作業目標 1
エントリのうち「Look at the photo above. For every instance of the overcast」を含む行からエントリの最終行までを（両端を含む）依頼文ごと書き出し、回答内の座標の数値だけを2.3倍して四捨五入（0.5は切り上げ）で整数にしてください。出力するのはこの範囲の行のみとし、画像は含めないでください。

本文セクション
^^^^
万民の主――神としてキリストは常に主であられました(ルカ一・四三、ヨハネ十一・二一、二〇・二八)。しかし、人としての面から言えば、キリストは復活の中で彼の人性を神へともたらした後、昇天の中で主とされました。昇天において、キリストは万民の主となられ、すべてを所有されました(使徒二・三六)。
天上の務めのためのキリスト――使徒行伝第二章三六節は、昇天においてキリストは主とされただけでなく、神の委託を遂行するために、キリスト、神の油塗られた者(ヘブル一・九)ともされたことを啓示しています。永遠において、キリストはすでにキリストでした。さらに人性において神から任命され、遣わされた者として、彼は生まれた時からキリストです(ルカ二・十一、マタイ一・十六)。またバプテスマされた時、彼は神の霊をもって神に油塗られました(ルカ四・十八)。ところが彼は、昇天した時、公式にキリストに就任されたのです。彼が地上におられた時、彼の地上の職務のために油塗られ、立てられました。昇天において、彼は神の委託を完成する天の務めのために、キリストとして立てられたのです。
召会に対する万物のかしら――エペソ人への手紙第一章二〇節から二二節によれば、神の超越した偉大な力をキリストの内に働かせて、万物をキリストの足の下に服従させ、そして彼を万物の上にかしらとして召会に与えられました。昇天において、神はキリストを万物の上にかしらとして召会に与えられました。「召会に」という句は、昇天したキリストから召会、彼のからだへの伝達を暗示します。かしらであるキリストが到達し、獲得したものは何であれ、今、彼のからだである召会に伝達されています。この伝達において、召会はキリストと共に、彼が到達されたすべてのものにあずかります。今わたしたちは、日ごとにこの神聖な伝達を経験すべきです。
神が高く引き上げ、あらゆる名にまさる名を受けた方――ピリピ人への手紙第二章九節は言います、「それゆえに、神もまた、彼を高く引き上げ、そして、あらゆる名にまさる名を彼に与えられました」。キリストは昇天において、神が高く引き上げた方、あらゆる名にまさる名を受けた方です。キリストの昇天以来、イエスの御名にまさる名は決して地上にありませんでした。宇宙で最高の名、最も偉大な名はイエスの御名です。
義人――ヨハネの第一の手紙第二章一節後半は言います、「もしだれかが罪を犯すなら、わたしたちには御父と共にある弁護者、義人イエス・キリストがあります」。主イエスは、すべての人の間で唯一の義なる人です。彼だけが資格づけられてわたしたちの弁護者となり、罪を犯す状態にいるわたしたちを顧みて、義なる状態に回復されます。それは、わたしたちと義であるわたしたちの御父の関係が、和らげられるためです。キリストは地上の生活において義なる方でした。なぜなら、彼は神と人に対して正しくあったからです。今や天において、彼はなおも義なる方です。キリストは正しい方法ですべてのことを行なわれます。彼は義しく働き、務めをしておられます。
^^^^
作業目標 2
キリストの昇天についての本文を、途切れたところから書き進めてください。
^^^^
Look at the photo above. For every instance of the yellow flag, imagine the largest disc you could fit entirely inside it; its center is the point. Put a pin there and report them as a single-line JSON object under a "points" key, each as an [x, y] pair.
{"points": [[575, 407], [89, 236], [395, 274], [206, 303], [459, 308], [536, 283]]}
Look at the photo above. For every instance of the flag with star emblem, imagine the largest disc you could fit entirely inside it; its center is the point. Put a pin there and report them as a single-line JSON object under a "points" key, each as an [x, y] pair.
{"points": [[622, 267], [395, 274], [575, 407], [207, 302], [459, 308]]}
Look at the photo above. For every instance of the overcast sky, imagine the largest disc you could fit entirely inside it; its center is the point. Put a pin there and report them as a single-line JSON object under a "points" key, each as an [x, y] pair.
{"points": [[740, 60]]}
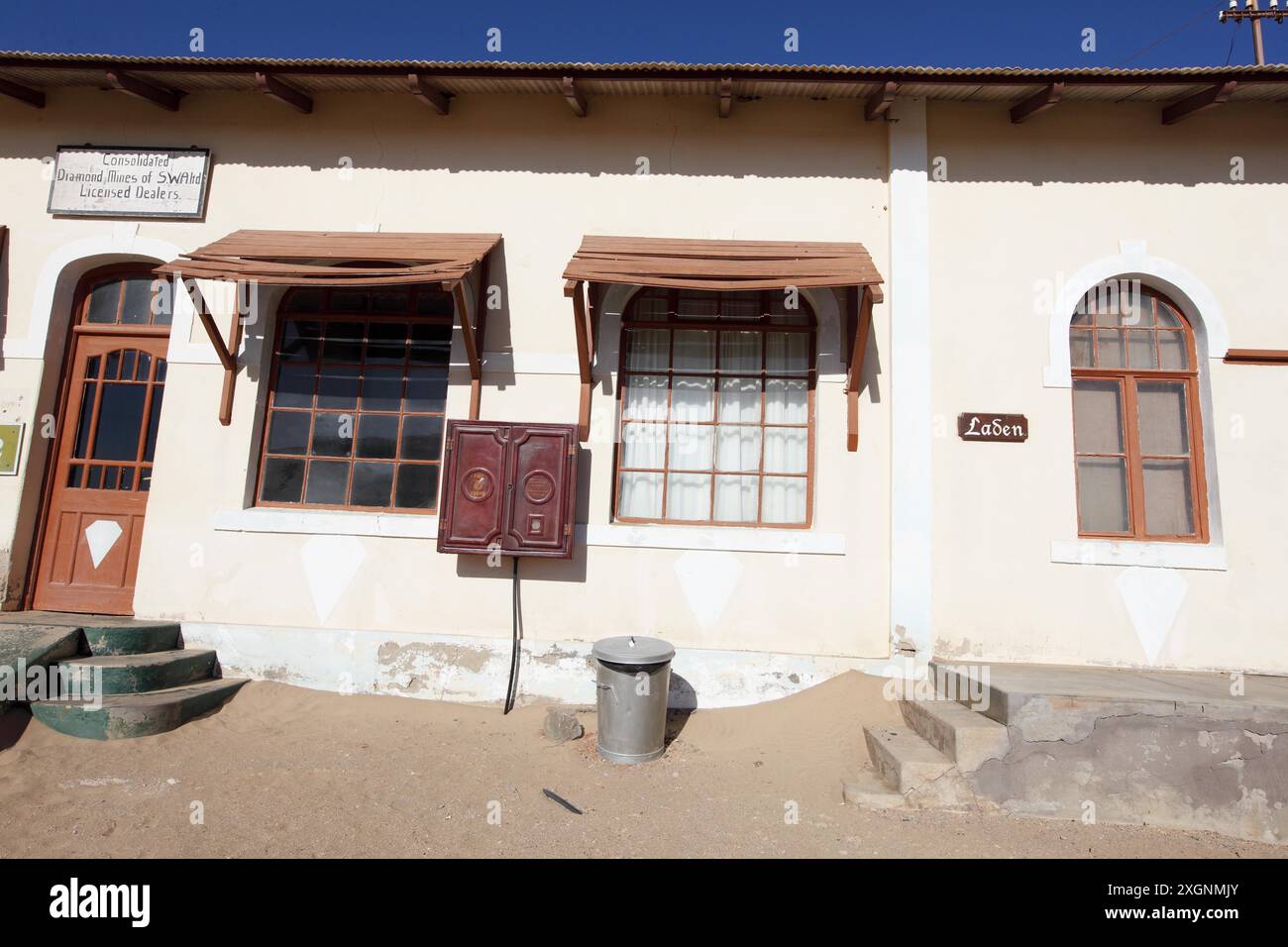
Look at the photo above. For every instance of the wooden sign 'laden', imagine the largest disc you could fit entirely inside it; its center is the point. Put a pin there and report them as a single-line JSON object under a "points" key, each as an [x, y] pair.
^^^^
出力結果 1
Look at the photo above. For every instance of the overcast sky, imagine the largest disc you could fit entirely inside it; its center is the point. Put a pin there and report them as a single-line JSON object under a "points" key, each as an [x, y] pair.
{"points": [[1702, 138]]}
Look at the photo above. For every instance of the wooden sign 'laden', imagine the largest disc you could fit entirely inside it; its center is the point. Put a pin there and report them as a single-line JSON object under a "points" key, each as an [x, y] pair.

出力結果 2
弁護者――昇天において、キリストはわたしたちの弁護者となるために義なる方です。ヨハネの第一の手紙第二章一節で「弁護者」と訳されたギリシャ語は、他の人を助けるために傍らに呼ばれた人を言います。また、法律上の助けを与える人、もしくは他の人のためにとりなす人のことを言います。ですから、それは弁護人、助言者、仲保者を指します。この言葉はまた、いたわり、慰める者をも指します。これはヨハネによる福音書によれば「慰め主」であり(十四・十六、二六)、わたしたちの案件または出来事を顧みてくださいます。わたしたちの弁護者なるキリストは、実はわたしたちの霊的な助言者であり、わたしたちが罪を犯したなら、わたしたちの案件を顧みて、わたしたちのためにとりなし、また弁護してくださいます(ローマ八・三四)。
大祭司――ヘブル人への手紙第四章十四節は、「わたしたちは、天を通って行かれた大いなる大祭司、イエス、神の御子を持っている」と言います。主は肉体と成ることを通して神からわたしたちに来られ、彼は復活と昇天を通してわたしたちから神に戻って行き、わたしたちの大祭司となって、わたしたちを神の臨在の中で担い、わたしたちのすべての必要を顧みてくださいました(ヘブル二・十七―十八、四・十五)。宇宙にとって、キリストは管理者ですが、召会にとって、彼は大祭司です。彼はすべての聖徒とすべての召会を顧み、神の永遠の定められた御旨を完成しつつあります。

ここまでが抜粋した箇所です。